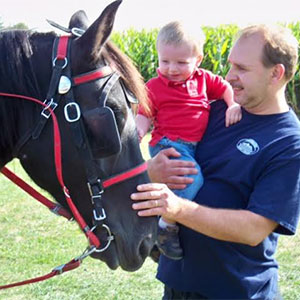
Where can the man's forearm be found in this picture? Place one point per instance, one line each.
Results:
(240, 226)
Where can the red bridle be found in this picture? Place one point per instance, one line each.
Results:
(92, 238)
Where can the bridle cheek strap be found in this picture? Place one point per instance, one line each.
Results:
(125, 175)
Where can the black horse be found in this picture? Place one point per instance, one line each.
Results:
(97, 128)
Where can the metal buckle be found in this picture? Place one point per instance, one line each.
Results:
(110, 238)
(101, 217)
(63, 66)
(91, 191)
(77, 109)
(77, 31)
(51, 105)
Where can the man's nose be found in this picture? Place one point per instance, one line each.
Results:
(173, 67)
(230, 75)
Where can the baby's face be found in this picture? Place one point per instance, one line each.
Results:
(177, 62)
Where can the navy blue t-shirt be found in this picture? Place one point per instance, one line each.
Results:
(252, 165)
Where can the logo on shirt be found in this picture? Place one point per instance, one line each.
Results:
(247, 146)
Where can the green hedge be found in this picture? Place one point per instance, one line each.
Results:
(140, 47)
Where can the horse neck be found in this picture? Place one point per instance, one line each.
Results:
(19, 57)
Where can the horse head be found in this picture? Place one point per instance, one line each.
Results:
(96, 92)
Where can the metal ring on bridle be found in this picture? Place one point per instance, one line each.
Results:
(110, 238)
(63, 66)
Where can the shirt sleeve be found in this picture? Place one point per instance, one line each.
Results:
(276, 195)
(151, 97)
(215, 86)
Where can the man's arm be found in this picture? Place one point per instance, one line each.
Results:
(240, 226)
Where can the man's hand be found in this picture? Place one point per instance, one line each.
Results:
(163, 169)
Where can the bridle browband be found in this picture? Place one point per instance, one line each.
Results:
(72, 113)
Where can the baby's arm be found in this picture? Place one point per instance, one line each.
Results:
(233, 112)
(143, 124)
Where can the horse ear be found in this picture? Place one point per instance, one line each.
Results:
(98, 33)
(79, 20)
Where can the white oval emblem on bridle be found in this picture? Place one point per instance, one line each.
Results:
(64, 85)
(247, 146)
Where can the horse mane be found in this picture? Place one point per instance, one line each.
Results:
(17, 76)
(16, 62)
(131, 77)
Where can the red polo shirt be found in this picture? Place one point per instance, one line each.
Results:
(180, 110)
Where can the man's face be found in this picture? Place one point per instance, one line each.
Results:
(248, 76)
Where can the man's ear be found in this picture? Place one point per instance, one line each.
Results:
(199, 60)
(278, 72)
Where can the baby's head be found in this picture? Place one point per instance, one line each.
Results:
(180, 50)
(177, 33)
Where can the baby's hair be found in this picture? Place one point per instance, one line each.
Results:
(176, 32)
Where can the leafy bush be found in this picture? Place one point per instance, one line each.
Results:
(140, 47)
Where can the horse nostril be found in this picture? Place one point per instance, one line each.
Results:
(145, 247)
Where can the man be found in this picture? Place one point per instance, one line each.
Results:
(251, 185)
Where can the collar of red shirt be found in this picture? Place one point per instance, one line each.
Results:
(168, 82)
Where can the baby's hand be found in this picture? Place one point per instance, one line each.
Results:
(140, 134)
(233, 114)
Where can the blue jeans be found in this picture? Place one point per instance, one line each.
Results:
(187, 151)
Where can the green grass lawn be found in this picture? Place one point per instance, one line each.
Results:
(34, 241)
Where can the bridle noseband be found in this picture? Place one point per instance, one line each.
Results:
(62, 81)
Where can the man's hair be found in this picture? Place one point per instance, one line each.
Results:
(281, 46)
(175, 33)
--
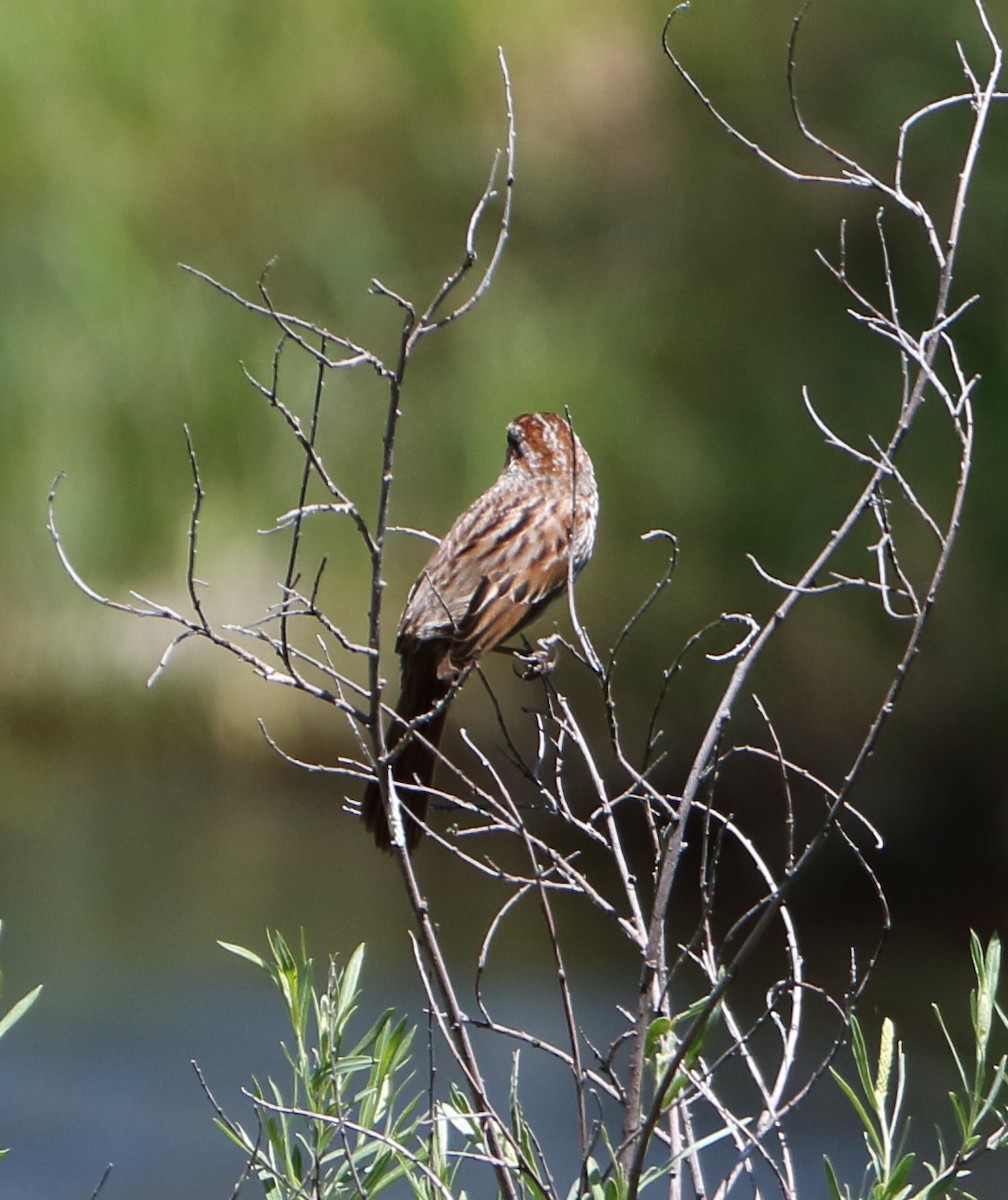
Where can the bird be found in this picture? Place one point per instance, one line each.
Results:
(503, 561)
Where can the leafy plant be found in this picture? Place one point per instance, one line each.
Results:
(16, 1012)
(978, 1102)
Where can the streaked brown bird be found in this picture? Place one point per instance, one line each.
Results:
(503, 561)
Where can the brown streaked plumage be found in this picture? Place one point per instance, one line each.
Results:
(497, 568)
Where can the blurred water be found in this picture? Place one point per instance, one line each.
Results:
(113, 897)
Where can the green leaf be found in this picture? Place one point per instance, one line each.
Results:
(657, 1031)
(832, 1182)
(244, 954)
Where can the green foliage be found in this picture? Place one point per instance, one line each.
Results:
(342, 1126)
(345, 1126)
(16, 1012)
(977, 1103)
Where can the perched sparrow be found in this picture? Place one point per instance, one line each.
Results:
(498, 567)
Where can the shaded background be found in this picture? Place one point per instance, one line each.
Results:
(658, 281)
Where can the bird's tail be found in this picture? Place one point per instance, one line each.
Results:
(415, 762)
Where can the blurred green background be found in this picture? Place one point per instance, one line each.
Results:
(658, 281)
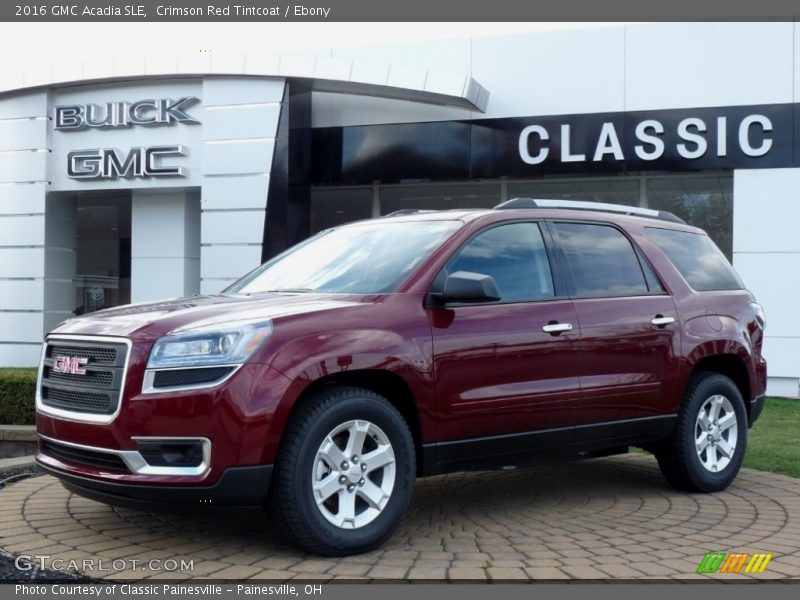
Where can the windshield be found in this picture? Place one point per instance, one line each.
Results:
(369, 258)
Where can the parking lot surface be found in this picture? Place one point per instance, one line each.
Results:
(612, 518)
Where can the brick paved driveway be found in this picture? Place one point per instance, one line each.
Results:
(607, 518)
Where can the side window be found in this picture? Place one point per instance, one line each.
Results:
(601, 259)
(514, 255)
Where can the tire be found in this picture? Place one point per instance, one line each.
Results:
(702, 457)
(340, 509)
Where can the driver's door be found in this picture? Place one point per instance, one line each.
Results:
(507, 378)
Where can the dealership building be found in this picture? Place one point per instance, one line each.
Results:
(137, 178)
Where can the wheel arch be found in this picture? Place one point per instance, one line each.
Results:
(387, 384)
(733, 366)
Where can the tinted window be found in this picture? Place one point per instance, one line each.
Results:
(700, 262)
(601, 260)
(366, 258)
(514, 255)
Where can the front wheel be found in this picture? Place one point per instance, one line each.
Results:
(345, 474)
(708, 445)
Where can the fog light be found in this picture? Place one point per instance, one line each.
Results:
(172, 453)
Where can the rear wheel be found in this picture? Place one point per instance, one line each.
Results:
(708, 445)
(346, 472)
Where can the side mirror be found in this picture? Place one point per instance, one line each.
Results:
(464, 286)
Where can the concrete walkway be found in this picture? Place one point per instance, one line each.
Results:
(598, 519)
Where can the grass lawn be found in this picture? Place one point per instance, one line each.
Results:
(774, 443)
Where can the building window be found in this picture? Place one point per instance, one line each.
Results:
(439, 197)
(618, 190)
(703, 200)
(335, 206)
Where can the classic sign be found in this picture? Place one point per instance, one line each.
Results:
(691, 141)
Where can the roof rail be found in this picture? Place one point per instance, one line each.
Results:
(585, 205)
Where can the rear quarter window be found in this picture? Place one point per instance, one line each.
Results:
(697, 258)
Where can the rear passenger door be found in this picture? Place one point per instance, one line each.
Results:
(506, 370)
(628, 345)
==
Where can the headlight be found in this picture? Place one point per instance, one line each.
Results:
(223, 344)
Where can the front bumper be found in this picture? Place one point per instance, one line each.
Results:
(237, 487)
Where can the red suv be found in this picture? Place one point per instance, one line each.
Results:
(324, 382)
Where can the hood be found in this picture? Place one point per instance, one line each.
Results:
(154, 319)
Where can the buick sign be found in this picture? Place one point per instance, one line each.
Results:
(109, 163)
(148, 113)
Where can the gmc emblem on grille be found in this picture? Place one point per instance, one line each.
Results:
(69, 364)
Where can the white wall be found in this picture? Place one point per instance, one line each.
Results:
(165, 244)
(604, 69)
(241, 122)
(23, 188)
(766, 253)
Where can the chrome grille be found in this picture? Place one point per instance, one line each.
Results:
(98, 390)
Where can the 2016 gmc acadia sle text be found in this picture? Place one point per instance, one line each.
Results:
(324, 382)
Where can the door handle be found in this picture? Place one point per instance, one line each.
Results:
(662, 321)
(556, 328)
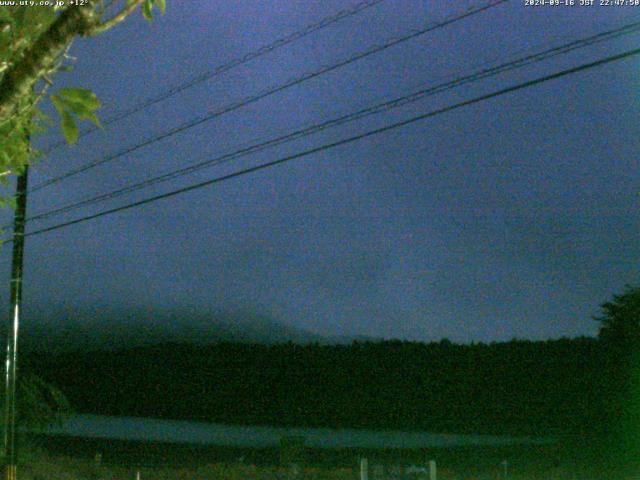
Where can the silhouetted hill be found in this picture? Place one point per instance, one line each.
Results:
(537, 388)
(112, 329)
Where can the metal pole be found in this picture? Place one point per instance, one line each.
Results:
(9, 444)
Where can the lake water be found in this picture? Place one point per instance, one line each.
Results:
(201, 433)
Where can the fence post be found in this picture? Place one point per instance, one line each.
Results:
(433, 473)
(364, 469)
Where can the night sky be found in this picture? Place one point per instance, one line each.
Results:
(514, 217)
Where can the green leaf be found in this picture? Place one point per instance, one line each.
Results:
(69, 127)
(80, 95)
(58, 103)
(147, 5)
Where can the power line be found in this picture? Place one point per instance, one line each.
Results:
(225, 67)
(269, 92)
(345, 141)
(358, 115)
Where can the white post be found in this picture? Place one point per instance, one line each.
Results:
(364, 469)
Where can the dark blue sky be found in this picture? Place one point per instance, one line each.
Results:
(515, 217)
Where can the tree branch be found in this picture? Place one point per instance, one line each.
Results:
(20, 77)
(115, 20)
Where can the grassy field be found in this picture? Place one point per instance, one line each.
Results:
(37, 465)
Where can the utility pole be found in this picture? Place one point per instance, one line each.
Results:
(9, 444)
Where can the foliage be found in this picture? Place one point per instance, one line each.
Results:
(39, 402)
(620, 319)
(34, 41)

> **WHAT TO WORK ON**
Where does the string "water" appear in the records above? Show every line that holds it.

> **OUTPUT OF THE EXERCISE**
Where can the blurred water be found in this picture? Place one point per instance, one line each.
Where can the lake water be found in this picture? Place one point per instance, one line each.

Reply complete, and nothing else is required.